-- DATA EXTRACT --
►

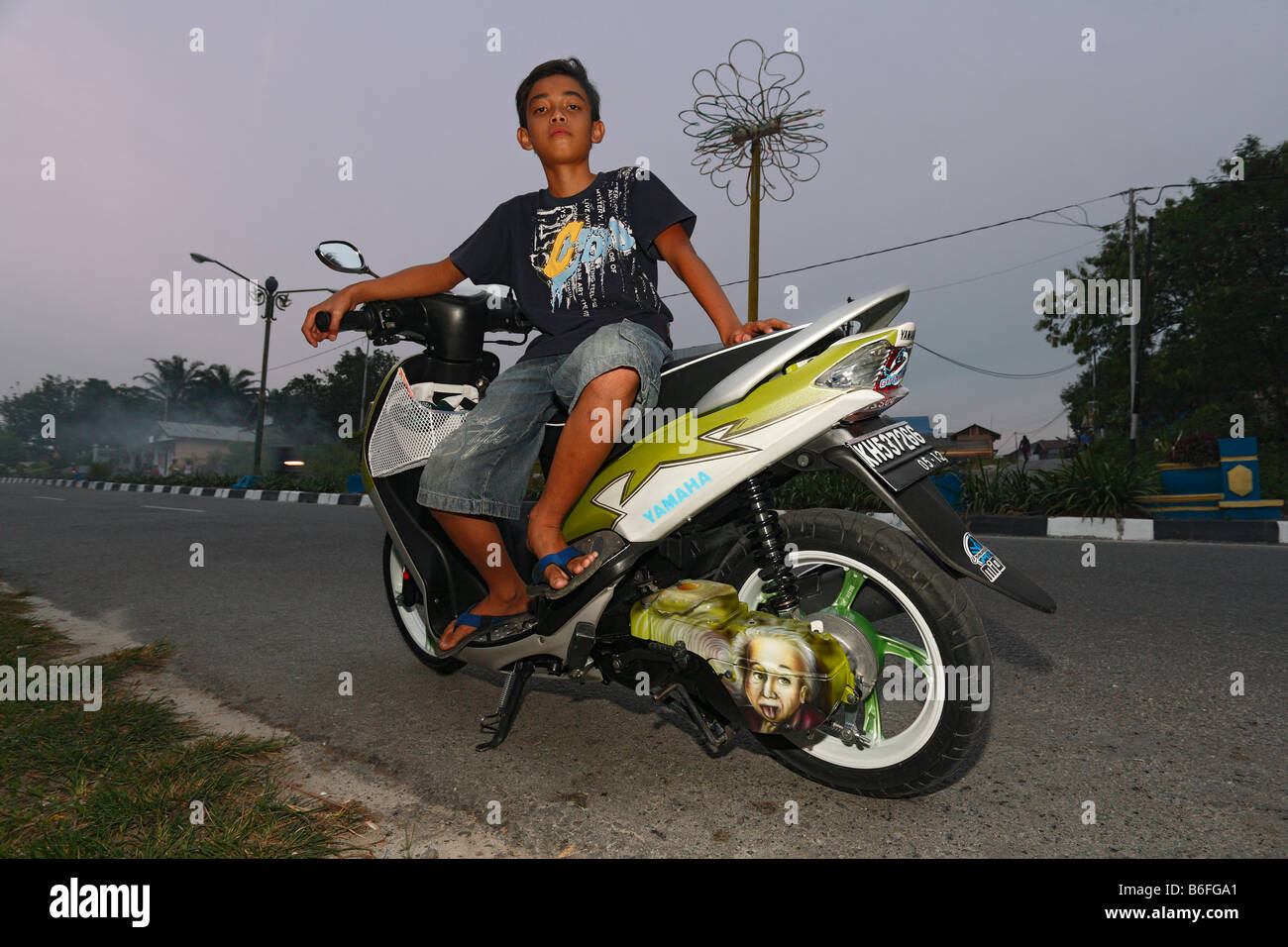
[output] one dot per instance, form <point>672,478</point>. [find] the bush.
<point>1197,447</point>
<point>1094,484</point>
<point>1001,489</point>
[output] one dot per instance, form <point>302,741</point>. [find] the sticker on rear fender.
<point>898,455</point>
<point>983,557</point>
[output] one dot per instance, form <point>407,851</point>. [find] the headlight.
<point>859,368</point>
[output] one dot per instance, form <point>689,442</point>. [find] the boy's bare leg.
<point>578,458</point>
<point>480,540</point>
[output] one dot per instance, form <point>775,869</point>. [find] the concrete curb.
<point>1265,532</point>
<point>223,492</point>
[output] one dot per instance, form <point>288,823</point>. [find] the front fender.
<point>923,509</point>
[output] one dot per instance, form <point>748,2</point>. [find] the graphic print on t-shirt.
<point>588,256</point>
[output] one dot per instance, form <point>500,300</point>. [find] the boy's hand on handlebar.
<point>338,305</point>
<point>752,329</point>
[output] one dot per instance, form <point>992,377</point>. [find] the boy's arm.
<point>425,279</point>
<point>674,245</point>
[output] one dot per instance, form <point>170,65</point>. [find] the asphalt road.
<point>1121,698</point>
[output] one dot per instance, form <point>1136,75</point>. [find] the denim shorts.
<point>483,467</point>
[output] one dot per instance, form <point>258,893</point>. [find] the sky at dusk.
<point>233,153</point>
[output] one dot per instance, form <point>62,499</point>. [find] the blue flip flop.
<point>542,589</point>
<point>483,622</point>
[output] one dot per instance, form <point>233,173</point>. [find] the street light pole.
<point>271,299</point>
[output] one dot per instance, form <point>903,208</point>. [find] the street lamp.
<point>271,298</point>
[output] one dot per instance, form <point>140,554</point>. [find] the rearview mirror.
<point>342,256</point>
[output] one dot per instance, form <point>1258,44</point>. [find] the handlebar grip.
<point>349,321</point>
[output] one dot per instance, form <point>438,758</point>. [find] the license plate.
<point>898,455</point>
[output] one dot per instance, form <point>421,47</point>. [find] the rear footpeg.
<point>713,733</point>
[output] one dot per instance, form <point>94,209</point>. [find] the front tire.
<point>408,616</point>
<point>872,585</point>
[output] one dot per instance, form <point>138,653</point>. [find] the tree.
<point>1214,334</point>
<point>223,397</point>
<point>171,381</point>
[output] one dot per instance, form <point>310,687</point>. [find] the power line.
<point>995,373</point>
<point>1009,269</point>
<point>988,227</point>
<point>914,243</point>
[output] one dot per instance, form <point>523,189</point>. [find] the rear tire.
<point>909,595</point>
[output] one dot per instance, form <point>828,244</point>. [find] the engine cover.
<point>782,674</point>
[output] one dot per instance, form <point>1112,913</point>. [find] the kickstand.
<point>498,723</point>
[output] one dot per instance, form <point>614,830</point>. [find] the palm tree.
<point>171,380</point>
<point>224,389</point>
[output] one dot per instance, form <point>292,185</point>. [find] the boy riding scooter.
<point>581,257</point>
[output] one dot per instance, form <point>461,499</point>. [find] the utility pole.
<point>1134,313</point>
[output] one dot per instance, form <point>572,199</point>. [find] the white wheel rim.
<point>410,617</point>
<point>900,748</point>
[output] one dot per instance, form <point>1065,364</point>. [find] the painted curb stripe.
<point>1266,531</point>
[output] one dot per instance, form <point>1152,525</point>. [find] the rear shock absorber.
<point>769,553</point>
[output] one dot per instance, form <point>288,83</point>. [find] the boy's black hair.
<point>555,67</point>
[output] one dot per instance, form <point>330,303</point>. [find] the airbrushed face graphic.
<point>656,486</point>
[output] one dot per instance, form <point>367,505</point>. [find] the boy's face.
<point>559,127</point>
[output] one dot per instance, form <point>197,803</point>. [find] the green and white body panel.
<point>684,467</point>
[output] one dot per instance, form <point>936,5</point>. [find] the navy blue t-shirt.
<point>583,262</point>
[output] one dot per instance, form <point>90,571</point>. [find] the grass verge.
<point>120,781</point>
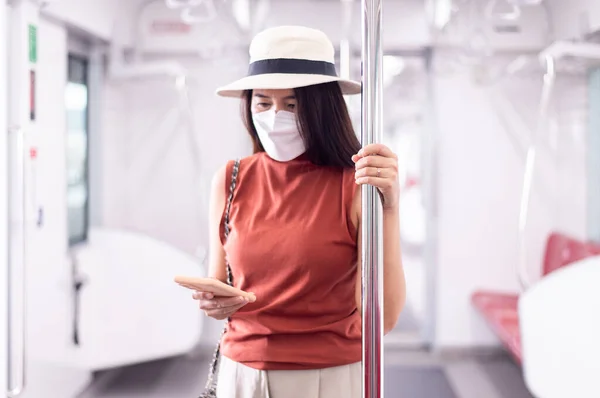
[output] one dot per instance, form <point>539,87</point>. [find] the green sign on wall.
<point>32,44</point>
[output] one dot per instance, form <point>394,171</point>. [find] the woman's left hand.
<point>377,165</point>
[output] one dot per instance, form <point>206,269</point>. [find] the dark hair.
<point>323,121</point>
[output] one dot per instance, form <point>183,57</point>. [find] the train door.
<point>42,356</point>
<point>4,342</point>
<point>406,131</point>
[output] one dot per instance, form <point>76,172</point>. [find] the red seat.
<point>500,309</point>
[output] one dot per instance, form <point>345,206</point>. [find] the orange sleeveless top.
<point>292,242</point>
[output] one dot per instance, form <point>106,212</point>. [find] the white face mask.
<point>279,135</point>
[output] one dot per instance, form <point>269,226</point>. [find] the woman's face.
<point>279,100</point>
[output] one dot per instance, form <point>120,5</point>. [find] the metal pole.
<point>372,265</point>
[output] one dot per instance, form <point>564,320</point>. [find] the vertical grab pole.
<point>372,264</point>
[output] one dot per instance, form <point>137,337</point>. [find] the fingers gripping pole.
<point>372,265</point>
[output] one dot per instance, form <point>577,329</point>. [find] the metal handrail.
<point>372,266</point>
<point>16,390</point>
<point>549,79</point>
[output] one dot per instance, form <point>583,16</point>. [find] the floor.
<point>408,374</point>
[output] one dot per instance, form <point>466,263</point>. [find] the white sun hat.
<point>289,57</point>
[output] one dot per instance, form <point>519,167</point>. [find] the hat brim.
<point>285,81</point>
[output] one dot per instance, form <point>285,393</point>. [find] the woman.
<point>293,223</point>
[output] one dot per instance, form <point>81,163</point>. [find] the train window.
<point>76,101</point>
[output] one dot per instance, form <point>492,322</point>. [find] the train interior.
<point>114,133</point>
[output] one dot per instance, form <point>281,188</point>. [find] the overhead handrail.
<point>492,13</point>
<point>189,17</point>
<point>176,4</point>
<point>549,79</point>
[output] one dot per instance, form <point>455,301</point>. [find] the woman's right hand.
<point>219,307</point>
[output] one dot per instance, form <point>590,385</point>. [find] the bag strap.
<point>210,390</point>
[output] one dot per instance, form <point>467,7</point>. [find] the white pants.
<point>240,381</point>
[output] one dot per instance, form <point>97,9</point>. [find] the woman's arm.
<point>377,165</point>
<point>394,285</point>
<point>216,254</point>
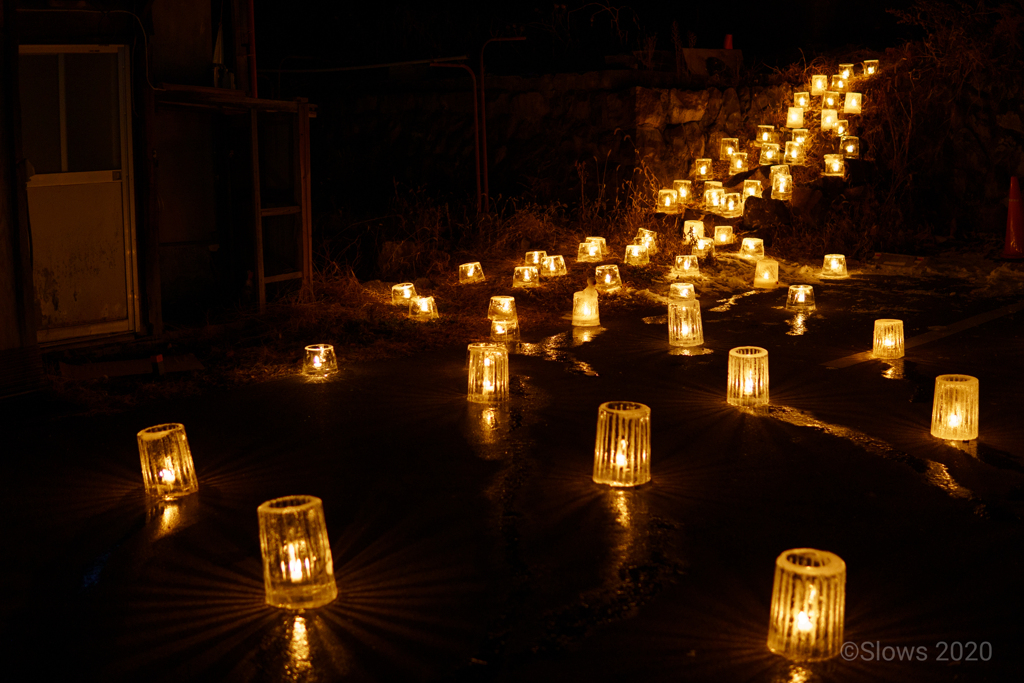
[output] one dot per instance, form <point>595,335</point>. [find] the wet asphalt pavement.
<point>470,544</point>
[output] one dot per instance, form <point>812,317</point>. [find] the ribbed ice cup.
<point>888,339</point>
<point>748,383</point>
<point>808,605</point>
<point>954,409</point>
<point>320,360</point>
<point>488,373</point>
<point>298,569</point>
<point>622,453</point>
<point>167,467</point>
<point>685,328</point>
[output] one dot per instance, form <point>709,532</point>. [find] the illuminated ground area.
<point>470,545</point>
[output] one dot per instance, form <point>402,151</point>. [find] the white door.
<point>76,130</point>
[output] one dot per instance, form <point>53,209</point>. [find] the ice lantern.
<point>298,569</point>
<point>834,267</point>
<point>727,147</point>
<point>320,360</point>
<point>607,279</point>
<point>470,272</point>
<point>402,293</point>
<point>488,373</point>
<point>585,310</point>
<point>553,266</point>
<point>748,377</point>
<point>525,276</point>
<point>167,468</point>
<point>622,452</point>
<point>752,249</point>
<point>954,409</point>
<point>888,339</point>
<point>702,169</point>
<point>800,298</point>
<point>835,165</point>
<point>795,117</point>
<point>808,605</point>
<point>852,102</point>
<point>766,273</point>
<point>636,255</point>
<point>422,309</point>
<point>684,324</point>
<point>502,308</point>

◄

Omit the pictures and restate the rest of the records verbatim.

[output] one dot per instance, form <point>672,478</point>. [find] the bush.
<point>1197,447</point>
<point>1094,484</point>
<point>1001,489</point>
[output] one dot per instance, form <point>302,741</point>. [find] the sticker on rear fender.
<point>898,455</point>
<point>983,557</point>
[output] one dot per instance, form <point>407,851</point>. [find] the headlight.
<point>859,368</point>
[output] one dot per instance, form <point>689,442</point>. [find] the boy's bare leg.
<point>578,458</point>
<point>480,540</point>
[output] one dot per instance, form <point>775,869</point>. [find] the concrete curb.
<point>1265,532</point>
<point>223,492</point>
[output] one dot per instance, form <point>288,823</point>. [find] the front fender.
<point>923,509</point>
[output] one dot per instance, form <point>748,2</point>. [find] the graphic print on t-shirt.
<point>588,256</point>
[output] one dot per instance, form <point>500,300</point>. [find] the boy's hand on handlebar.
<point>338,305</point>
<point>752,329</point>
[output] one dot per instance, form <point>992,377</point>. [find] the boy's arm.
<point>425,279</point>
<point>674,245</point>
[output] one dot per instance, form <point>170,65</point>. [find] the asphalt road.
<point>1121,698</point>
[output] one dot per instance, form <point>1136,75</point>. [find] the denim shorts.
<point>483,467</point>
[output] one dot per instance, form <point>258,893</point>. [find] the sky at dusk.
<point>233,153</point>
[output] one dot per instance, form <point>62,499</point>. [find] the blue flip flop.
<point>542,589</point>
<point>483,622</point>
[output] one dot per instance, form <point>233,173</point>. [find] the street light pole.
<point>271,299</point>
[output] one dot per instance, form <point>903,208</point>. [find] the street lamp.
<point>271,298</point>
[output] one dot per instance, form <point>140,554</point>. [find] the rearview mirror.
<point>342,256</point>
[output] one dot per instance, form <point>1258,44</point>. [find] the handlebar grip.
<point>349,321</point>
[output] one dot per instance, form <point>438,758</point>. [find] the license plate.
<point>898,455</point>
[output] one dot per instance, form <point>421,47</point>. [find] the rear footpeg.
<point>713,733</point>
[output] one dot per instance, form <point>94,209</point>. [find] the front tire.
<point>408,616</point>
<point>872,585</point>
[output] one dot per instance, form <point>138,653</point>. [find] the tree.
<point>1214,334</point>
<point>223,397</point>
<point>171,381</point>
[output] one dot per instance, form <point>310,687</point>. [find] the power line.
<point>995,373</point>
<point>1009,269</point>
<point>988,227</point>
<point>914,243</point>
[output] one dot per instance, form <point>523,189</point>. [find] the rear tire.
<point>909,595</point>
[output] one dot per instance, form <point>828,244</point>. [find] the engine cover.
<point>782,674</point>
[output] one dot per instance, form <point>1112,913</point>. [find] the kickstand.
<point>498,723</point>
[output] one dot per instance, form <point>614,830</point>. [find] the palm tree.
<point>171,380</point>
<point>224,389</point>
[output] one dot per instance, form <point>292,185</point>. [find] the boy riding scooter.
<point>581,257</point>
[output] one dot per instance, form <point>461,499</point>. [find] the utility pole.
<point>1134,313</point>
[output] one dot per instance, form <point>572,199</point>. [find] the white wheel rim.
<point>410,617</point>
<point>900,748</point>
[output] one dot per instance, form <point>1065,364</point>. [find] the painted curb stripe.
<point>1266,531</point>
[output] one dot per instance, form <point>1152,525</point>. [find] the rear shock absorber.
<point>769,553</point>
[output] one dot per instance, form <point>288,83</point>. [find] the boy's black hair.
<point>555,67</point>
[output] one dot per instance, form <point>330,303</point>. [find] the airbrushed face graphic.
<point>656,486</point>
[output] one dot per instance, form <point>367,505</point>. [find] the boy's face.
<point>559,127</point>
[output] one dot per instance, form <point>197,803</point>. [find] the green and white body panel.
<point>684,467</point>
[output] one dot per instance, form <point>936,5</point>. [find] the navy blue t-shirt.
<point>583,262</point>
[output] one dot per instance, form <point>90,571</point>. [find] the grass verge.
<point>120,781</point>
[output] one dot per instance, form <point>539,87</point>. [find] the green sign on wall.
<point>32,44</point>
[output] one dot per instance, form <point>394,171</point>. [find] the woman's left hand.
<point>377,165</point>
[output] one dot per instance, form <point>206,269</point>. [find] the dark hair.
<point>323,121</point>
[output] one dot per instance, form <point>183,57</point>. [find] the train door.
<point>42,356</point>
<point>4,342</point>
<point>406,131</point>
[output] one dot per instance, form <point>76,172</point>. [find] the red seat.
<point>500,309</point>
[output] one dot per instance, form <point>345,206</point>. [find] the orange sleeveless top.
<point>292,242</point>
[output] one dot per instance, form <point>106,212</point>. [find] the white face mask.
<point>279,135</point>
[output] one dot per instance, form <point>269,226</point>. [find] the woman's face.
<point>279,100</point>
[output] one dot per instance, form <point>120,5</point>. [find] the metal pole.
<point>372,265</point>
[output] one dot per instance, form <point>564,320</point>. [find] the vertical grab pole.
<point>372,264</point>
[output] one dot per instance, form <point>137,337</point>. [find] the fingers gripping pole.
<point>372,265</point>
[output] one dot per instance, form <point>577,329</point>. [find] the metal handrail.
<point>372,266</point>
<point>16,390</point>
<point>549,79</point>
[output] one dot per instance, form <point>583,16</point>. [find] the floor.
<point>408,374</point>
[output] one dot per instance, form <point>466,263</point>. [find] the white sun hat.
<point>289,57</point>
[output] one dot per instance, form <point>519,167</point>. [find] the hat brim.
<point>285,81</point>
[output] one dot per instance, form <point>285,393</point>. [find] the woman.
<point>293,223</point>
[output] one dot per instance, form <point>81,163</point>. [find] the train window.
<point>76,101</point>
[output] one dot per instance, form <point>492,322</point>. [find] the train interior.
<point>114,133</point>
[output] one dot per instance, form <point>281,188</point>. [find] the overhead handrail.
<point>492,13</point>
<point>189,17</point>
<point>176,4</point>
<point>549,79</point>
[output] one dot per instance, form <point>455,301</point>. [find] the woman's right hand.
<point>219,307</point>
[output] one dot per instance, form <point>590,385</point>. [find] the bag strap.
<point>210,390</point>
[output] one dot per instance, form <point>467,7</point>. [find] the white pants.
<point>240,381</point>
[output] one dot per instance, form <point>97,9</point>. [find] the woman's arm.
<point>377,165</point>
<point>394,285</point>
<point>216,254</point>
[output] one dot per instance, form <point>595,335</point>. [find] the wet asphalt pavement.
<point>470,544</point>
[output] one dot per instance, form <point>812,317</point>. [find] the ribbed ice cup.
<point>888,339</point>
<point>748,383</point>
<point>808,605</point>
<point>954,409</point>
<point>320,360</point>
<point>488,373</point>
<point>298,569</point>
<point>622,453</point>
<point>167,467</point>
<point>685,328</point>
[output] one dot per instance, form <point>709,532</point>. [find] the illuminated ground area.
<point>470,545</point>
[output] one dot per instance, form <point>402,151</point>. [find] the white door.
<point>76,130</point>
[output] one dot per instance, form <point>53,209</point>. [find] the ice lantern.
<point>298,569</point>
<point>834,267</point>
<point>727,147</point>
<point>320,360</point>
<point>607,279</point>
<point>470,272</point>
<point>402,293</point>
<point>488,373</point>
<point>585,310</point>
<point>553,266</point>
<point>748,377</point>
<point>525,276</point>
<point>167,468</point>
<point>622,452</point>
<point>752,249</point>
<point>954,409</point>
<point>888,339</point>
<point>702,169</point>
<point>800,298</point>
<point>835,165</point>
<point>795,117</point>
<point>808,605</point>
<point>852,102</point>
<point>766,273</point>
<point>636,255</point>
<point>422,309</point>
<point>684,324</point>
<point>502,308</point>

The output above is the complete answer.